→ SHORT TASK:
According to the excerpted passage on leaving Christianity, what argument does the writer say first drew them into the faith?

→ EXCERPTED PASSAGE:
━━━━━━

Two depression-filled months after reading James, I watched the video series I referenced in the first paragraph…and felt freer than I had ever been in years! I didn’t have to deny myself and take up the cross of Jesus – I was free to be whoever I wanted to be! The sad part was that I wasted two months of my freshman year in college agonizing over topics I knew somewhere in my head were irrational! In fact, I see now that I had always harbored skepticism towards Christianity. In my rational mind, I knew there was no way to logically defend this faith from all its defects. Of course, I brush up on knowledge of early Christianity, Christian theology, and of course, the Bible, so I can have an overwhelming case against Christianity, instead of a meager one. I’ve read Hitchens, John Loftus, Bart Ehrman, Robert Ingersoll, Sam Harris, and Paul Tobin (Tobin comes highly recommended!).

With that said, I must address a final thing: I feel it is necessary to assume that today’s Christians know more than we think they do about their scripture. In this age, it seems only right. With the zeal for Jesus I see on my campus, I feel I must have an equal zeal for learning as much as I can about how to reasonably combat that zeal. It also gives me an intellectual edge, I feel I was somewhat suckered into Christianity by a “reasonable” argument (argument from design) that I never thought over and therefore never expelled from my mind. Therefore, by seeking out as much information as I can about Christianity, I will never fall victim to such an argument again.

I hope you felt this post was worth your time. Thank you for reading!

━━━━━━

→ MATERIAL PROVIDED:
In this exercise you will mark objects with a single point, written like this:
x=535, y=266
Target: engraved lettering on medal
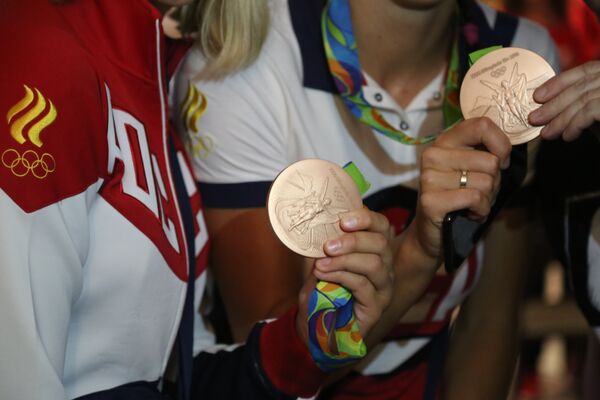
x=500, y=86
x=511, y=100
x=310, y=217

━━━━━━

→ FULL OUTPUT:
The argument from design.